Document passage =>
A stock is an investment in a company. Companies issue stock to raise capital, and those who buy the shares collectively own the company. The value of a stock changes over time, often as a result of the company’s financial current or projected performance, but there’s no formula that can accurately predict stock prices. Stocks are traded on exchanges and, in the end, the value of a stock is what a buyer is willing to pay for it.

Investors use different strategies when buying stocks. They sometimes focus on a company’s growth potential or lack of it. If a company is about to release a new product that is greatly anticipated, its stock price often rises. If the same company is hit with a potentially devastating lawsuit, its stock might plunge. There are many aspects of a company that capture investor interest, and the market value can shift rapidly, often on rumors.

Instruction A => Decide whether each statement agrees with the passage on stocks, answering yes or no and quoting the deciding words: (i) Companies issue stock in order to raise capital. (ii) A formula exists that can accurately predict stock prices. (iii) A greatly anticipated new product usually causes a company's stock price to fall.
Instruction B => Repeat, word for word, the stretch of the passage on stocks from "A stock is an" through "often on rumors.".
Instruction C => Write the next part of the passage on stocks, picking up after its final sentence.
The rows that come after the passage on stocks are separate material and are not part of it.

Supplied records =>
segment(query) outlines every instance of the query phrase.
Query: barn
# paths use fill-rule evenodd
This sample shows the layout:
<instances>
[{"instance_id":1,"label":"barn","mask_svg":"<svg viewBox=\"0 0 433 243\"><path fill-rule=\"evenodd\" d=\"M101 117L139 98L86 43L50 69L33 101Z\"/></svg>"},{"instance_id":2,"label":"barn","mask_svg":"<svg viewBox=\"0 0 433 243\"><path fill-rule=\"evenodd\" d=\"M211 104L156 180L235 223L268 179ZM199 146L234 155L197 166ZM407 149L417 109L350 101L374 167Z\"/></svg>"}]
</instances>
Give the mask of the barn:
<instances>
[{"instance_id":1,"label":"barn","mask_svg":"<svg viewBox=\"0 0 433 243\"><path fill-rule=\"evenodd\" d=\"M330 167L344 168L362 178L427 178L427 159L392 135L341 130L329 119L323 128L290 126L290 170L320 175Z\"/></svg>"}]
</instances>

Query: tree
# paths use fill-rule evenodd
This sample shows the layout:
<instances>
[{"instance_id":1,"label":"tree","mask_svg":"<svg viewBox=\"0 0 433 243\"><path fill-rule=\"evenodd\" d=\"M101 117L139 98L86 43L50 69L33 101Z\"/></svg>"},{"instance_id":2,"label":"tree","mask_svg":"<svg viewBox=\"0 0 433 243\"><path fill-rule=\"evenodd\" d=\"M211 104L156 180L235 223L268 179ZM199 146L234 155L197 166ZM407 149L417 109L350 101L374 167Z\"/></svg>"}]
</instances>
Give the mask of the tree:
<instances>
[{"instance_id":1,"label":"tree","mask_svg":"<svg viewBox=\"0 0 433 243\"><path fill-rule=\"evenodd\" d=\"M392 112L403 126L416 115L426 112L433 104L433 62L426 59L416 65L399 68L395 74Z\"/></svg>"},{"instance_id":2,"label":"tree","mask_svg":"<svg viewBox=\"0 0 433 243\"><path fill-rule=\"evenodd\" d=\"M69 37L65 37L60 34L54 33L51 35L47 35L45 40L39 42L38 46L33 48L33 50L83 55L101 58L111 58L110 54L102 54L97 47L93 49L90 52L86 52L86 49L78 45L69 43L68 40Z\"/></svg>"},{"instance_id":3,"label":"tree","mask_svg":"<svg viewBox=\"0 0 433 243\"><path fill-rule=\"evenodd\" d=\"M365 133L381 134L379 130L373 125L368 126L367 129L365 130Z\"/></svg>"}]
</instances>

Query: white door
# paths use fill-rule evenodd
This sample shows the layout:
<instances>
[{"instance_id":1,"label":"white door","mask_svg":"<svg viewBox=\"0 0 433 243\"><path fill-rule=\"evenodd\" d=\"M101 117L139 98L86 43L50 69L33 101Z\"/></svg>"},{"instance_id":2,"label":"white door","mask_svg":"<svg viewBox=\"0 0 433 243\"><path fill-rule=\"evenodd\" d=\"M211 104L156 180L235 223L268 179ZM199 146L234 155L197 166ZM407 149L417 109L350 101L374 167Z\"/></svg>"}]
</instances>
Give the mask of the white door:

Written answer A =>
(i) Yes: "Companies issue stock to raise capital"
(ii) No: "there’s no formula that can accurately predict stock prices"
(iii) No: "If a company is about to release a new product that is greatly anticipated, its stock price often rises."

Written answer B =>
A stock is an investment in a company. Companies issue stock to raise capital, and those who buy the shares collectively own the company. The value of a stock changes over time, often as a result of the company’s financial current or projected performance, but there’s no formula that can accurately predict stock prices. Stocks are traded on exchanges and, in the end, the value of a stock is what a buyer is willing to pay for it.

Investors use different strategies when buying stocks. They sometimes focus on a company’s growth potential or lack of it. If a company is about to release a new product that is greatly anticipated, its stock price often rises. If the same company is hit with a potentially devastating lawsuit, its stock might plunge. There are many aspects of a company that capture investor interest, and the market value can shift rapidly, often on rumors.

Written answer C =>
Investors buy stocks to make money. They can do this if the value of a stock rises from the purchase price to the sales price. They can also earn dividends – money the company distributes to shareholders from its profits. Not all companies pay dividends, especially not those that are growing rapidly and investing their profits into expansion. Investors often divide companies into two camps – growth companies where the money is made buying shares at a low price and selling them at a much higher one, and dividend companies whose stock might not gain value quickly but who pay substantial dividends.

Of course, not all stock rise and some stop paying dividends. Investors need to monitor company performance or risk selling at a loss.

What Is a Mutual Fund?

Mutual funds are large portfolios of stocks and bonds. Financial services companies manage the portfolios, buying and selling individual stocks over time. They then sell shares in portfolios, called funds, to investors. The funds make money from the fees they charge investors and the investors benefit from the investment diversity the funds provide. Funds greatly reduce the risk of owning individual stocks.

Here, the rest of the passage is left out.